Please rewrite all the rows below, changing every "rough mask" to "coarse mask" and leaving everything else as it is. Omit the pictures from your answer.

__Information__:
────────────────────────────────────────

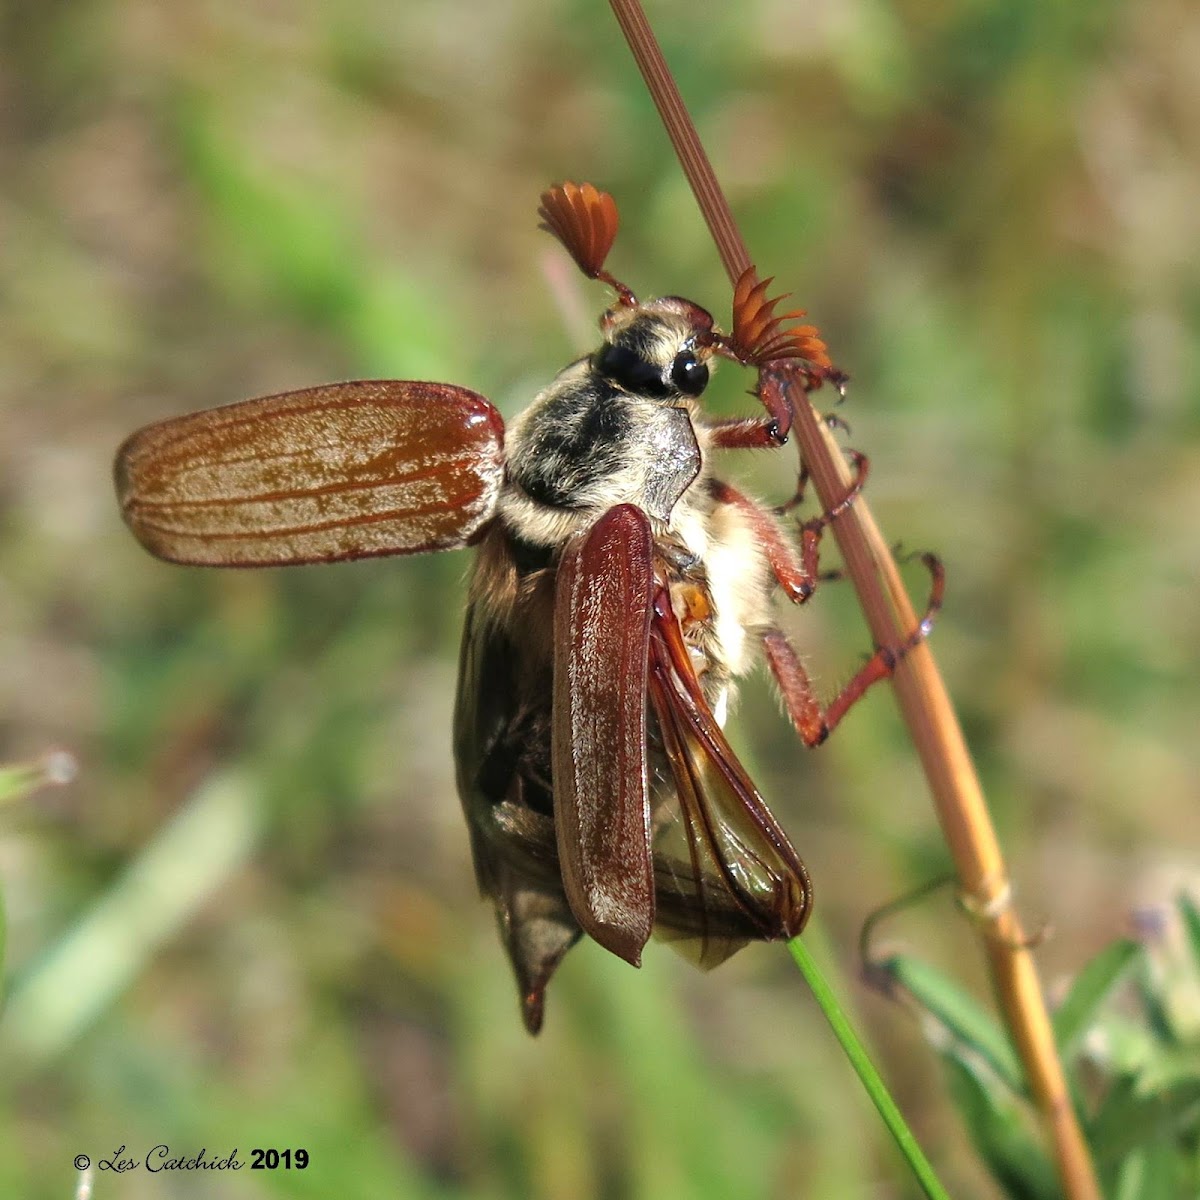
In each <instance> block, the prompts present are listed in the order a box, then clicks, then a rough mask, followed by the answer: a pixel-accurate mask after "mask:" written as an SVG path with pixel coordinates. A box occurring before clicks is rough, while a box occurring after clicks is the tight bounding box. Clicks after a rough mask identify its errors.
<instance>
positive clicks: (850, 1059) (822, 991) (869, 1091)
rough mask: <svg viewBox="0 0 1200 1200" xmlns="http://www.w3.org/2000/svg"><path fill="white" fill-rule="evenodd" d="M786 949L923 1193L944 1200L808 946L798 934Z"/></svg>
mask: <svg viewBox="0 0 1200 1200" xmlns="http://www.w3.org/2000/svg"><path fill="white" fill-rule="evenodd" d="M787 949H788V950H790V952H791V955H792V958H793V959H794V960H796V965H797V966H798V967H799V968H800V973H802V974H803V976H804V979H805V982H806V983H808V985H809V988H810V989H811V990H812V995H814V996H815V997H816V1001H817V1003H818V1004H820V1006H821V1012H822V1013H823V1014H824V1018H826V1020H827V1021H828V1022H829V1025H830V1027H832V1028H833V1032H834V1036H835V1037H836V1038H838V1040H839V1042H840V1043H841V1048H842V1050H845V1052H846V1057H847V1058H850V1063H851V1066H852V1067H853V1068H854V1070H856V1073H857V1074H858V1078H859V1079H860V1080H862V1081H863V1086H864V1087H865V1088H866V1093H868V1096H870V1098H871V1103H872V1104H874V1105H875V1108H876V1109H877V1110H878V1114H880V1116H881V1117H883V1123H884V1124H886V1126H887V1128H888V1133H890V1134H892V1136H893V1139H894V1140H895V1144H896V1146H898V1147H899V1148H900V1153H901V1154H904V1157H905V1159H906V1160H907V1163H908V1166H910V1168H911V1169H912V1172H913V1175H914V1176H916V1177H917V1181H918V1182H919V1183H920V1186H922V1188H923V1190H924V1193H925V1195H926V1196H929V1198H930V1200H948V1196H947V1193H946V1189H944V1188H943V1187H942V1184H941V1183H940V1182H938V1178H937V1175H936V1174H935V1172H934V1168H932V1164H931V1163H930V1162H929V1159H928V1158H926V1157H925V1153H924V1151H923V1150H922V1148H920V1146H919V1145H918V1144H917V1139H916V1138H914V1136H913V1134H912V1130H911V1129H910V1128H908V1126H907V1123H906V1122H905V1118H904V1116H902V1115H901V1114H900V1109H899V1108H898V1106H896V1103H895V1100H894V1099H892V1093H890V1092H889V1091H888V1090H887V1085H886V1084H884V1082H883V1079H882V1078H881V1076H880V1073H878V1072H877V1070H876V1069H875V1064H874V1063H872V1062H871V1060H870V1058H869V1057H868V1054H866V1048H865V1046H864V1045H863V1043H862V1042H860V1040H859V1038H858V1034H857V1033H856V1032H854V1030H853V1026H852V1025H851V1024H850V1020H848V1018H847V1016H846V1014H845V1012H844V1010H842V1008H841V1004H839V1002H838V997H836V996H835V995H834V992H833V989H832V988H830V986H829V984H828V983H827V982H826V978H824V976H822V974H821V971H820V968H818V967H817V965H816V962H815V961H814V959H812V955H811V954H809V952H808V947H805V946H804V943H803V942H802V940H800V938H799V937H793V938H792V940H791V941H790V942H788V943H787Z"/></svg>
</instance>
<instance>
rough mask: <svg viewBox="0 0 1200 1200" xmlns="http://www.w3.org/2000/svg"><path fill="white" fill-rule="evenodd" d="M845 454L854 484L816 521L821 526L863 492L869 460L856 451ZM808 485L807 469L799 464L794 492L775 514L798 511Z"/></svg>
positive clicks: (842, 510) (808, 474)
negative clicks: (863, 486) (799, 464)
mask: <svg viewBox="0 0 1200 1200" xmlns="http://www.w3.org/2000/svg"><path fill="white" fill-rule="evenodd" d="M846 454H847V455H848V457H850V461H851V463H853V467H854V482H853V484H851V486H850V488H847V491H846V494H845V496H844V497H842V498H841V499H840V500H839V502H838V503H836V504H835V505H834V506H833V508H832V509H830V510H829V511H828V512H823V514H822V515H821V516H820V517H817V518H816V520H818V521H820V522H821V523H822V526H826V524H828V523H829V522H830V521H832V520H833V518H834V517H835V516H838V514H839V512H845V511H846V509H848V508H850V505H851V504H852V503H853V502H854V497H856V496H858V493H859V492H860V491H862V490H863V485H864V484H865V482H866V475H868V473H869V472H870V469H871V460H870V458H868V457H866V455H865V454H862V452H860V451H858V450H847V451H846ZM808 485H809V468H808V466H806V464H805V463H803V462H802V463H800V474H799V475H798V476H797V480H796V492H794V493H793V496H792V498H791V499H790V500H787V503H785V504H780V505H779V506H778V508H776V509H775V512H778V514H779V515H780V516H786V514H788V512H791V511H792V509H798V508H799V506H800V505H802V504H803V503H804V492H805V488H806V487H808Z"/></svg>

────────────────────────────────────────

__Exercise output__:
In each <instance> block, the prompts present are listed in the order a box, then clicks, then a coarse mask, followed by the answer: a pixel-accurate mask after "mask:" written as an SVG path with pixel coordinates. A box occurring before clicks is rough, while a box occurring after clicks is the tight bounding box. Clicks after a coarse mask identify its errors.
<instance>
positive clicks: (850, 1059) (822, 991) (869, 1091)
coarse mask: <svg viewBox="0 0 1200 1200" xmlns="http://www.w3.org/2000/svg"><path fill="white" fill-rule="evenodd" d="M786 949L923 1193L944 1200L808 946L798 934Z"/></svg>
mask: <svg viewBox="0 0 1200 1200" xmlns="http://www.w3.org/2000/svg"><path fill="white" fill-rule="evenodd" d="M787 949H788V950H790V952H791V955H792V958H793V959H794V960H796V965H797V966H798V967H799V968H800V973H802V974H803V976H804V979H805V982H806V983H808V985H809V988H810V989H811V990H812V995H814V996H815V997H816V1001H817V1003H818V1004H820V1006H821V1012H822V1013H823V1014H824V1018H826V1020H827V1021H828V1022H829V1025H830V1027H832V1028H833V1032H834V1036H835V1037H836V1038H838V1040H839V1042H840V1043H841V1048H842V1050H845V1052H846V1057H847V1058H850V1063H851V1066H852V1067H853V1068H854V1070H856V1073H857V1074H858V1078H859V1079H860V1080H862V1081H863V1086H864V1087H865V1088H866V1093H868V1096H870V1098H871V1103H872V1104H874V1105H875V1108H876V1109H877V1110H878V1114H880V1116H881V1117H883V1123H884V1124H886V1126H887V1128H888V1133H890V1134H892V1136H893V1139H894V1140H895V1144H896V1146H898V1147H899V1148H900V1153H901V1154H904V1157H905V1159H906V1160H907V1163H908V1166H910V1168H911V1169H912V1172H913V1175H914V1176H916V1177H917V1181H918V1182H919V1183H920V1186H922V1188H923V1190H924V1193H925V1195H926V1196H929V1198H930V1200H948V1196H947V1193H946V1189H944V1188H943V1187H942V1184H941V1183H940V1182H938V1178H937V1175H936V1174H935V1172H934V1168H932V1164H931V1163H930V1162H929V1159H928V1158H926V1157H925V1153H924V1151H923V1150H922V1148H920V1146H919V1145H918V1144H917V1139H916V1138H914V1136H913V1134H912V1130H911V1129H910V1128H908V1126H907V1123H906V1122H905V1118H904V1116H902V1115H901V1114H900V1109H899V1108H898V1106H896V1103H895V1100H894V1099H892V1093H890V1092H889V1091H888V1090H887V1085H886V1084H884V1082H883V1079H882V1078H881V1076H880V1073H878V1072H877V1070H876V1069H875V1064H874V1063H872V1062H871V1060H870V1058H869V1057H868V1054H866V1048H865V1046H864V1045H863V1043H862V1042H860V1040H859V1038H858V1034H857V1033H856V1032H854V1030H853V1026H852V1025H851V1024H850V1020H848V1018H847V1016H846V1014H845V1012H844V1010H842V1008H841V1004H839V1002H838V997H836V996H835V995H834V992H833V989H832V988H830V986H829V984H828V983H827V982H826V978H824V976H822V974H821V971H820V968H818V967H817V965H816V962H815V961H814V959H812V955H811V954H809V952H808V947H805V946H804V943H803V942H802V940H800V938H799V937H793V938H792V940H791V941H790V942H788V943H787Z"/></svg>
</instance>
<instance>
coarse mask: <svg viewBox="0 0 1200 1200" xmlns="http://www.w3.org/2000/svg"><path fill="white" fill-rule="evenodd" d="M845 454L854 484L816 521L821 526L863 492L869 460L856 451ZM808 485L807 469L799 464L794 492L775 514L798 511Z"/></svg>
positive clicks: (842, 510) (808, 474)
negative clicks: (863, 486) (799, 464)
mask: <svg viewBox="0 0 1200 1200" xmlns="http://www.w3.org/2000/svg"><path fill="white" fill-rule="evenodd" d="M846 454H847V455H848V457H850V461H851V463H853V467H854V482H853V484H851V486H850V488H847V491H846V494H845V496H844V497H842V498H841V499H840V500H839V502H838V503H836V504H835V505H834V506H833V508H832V509H830V510H829V511H828V512H823V514H822V515H821V516H820V517H817V518H816V520H818V521H820V522H821V523H822V526H826V524H828V523H829V522H830V521H832V520H833V518H834V517H835V516H838V514H839V512H845V511H846V509H848V508H850V505H851V504H852V503H853V502H854V497H856V496H858V493H859V492H860V491H862V490H863V485H864V484H865V482H866V475H868V473H869V472H870V469H871V460H870V458H868V457H866V455H865V454H862V452H860V451H858V450H847V451H846ZM808 485H809V468H808V466H806V464H805V463H803V462H802V463H800V474H799V475H798V476H797V480H796V492H794V493H793V496H792V498H791V499H790V500H787V503H785V504H780V505H779V506H778V508H776V509H775V512H778V514H779V515H780V516H786V514H788V512H791V511H792V509H798V508H799V506H800V505H802V504H803V503H804V492H805V488H806V487H808Z"/></svg>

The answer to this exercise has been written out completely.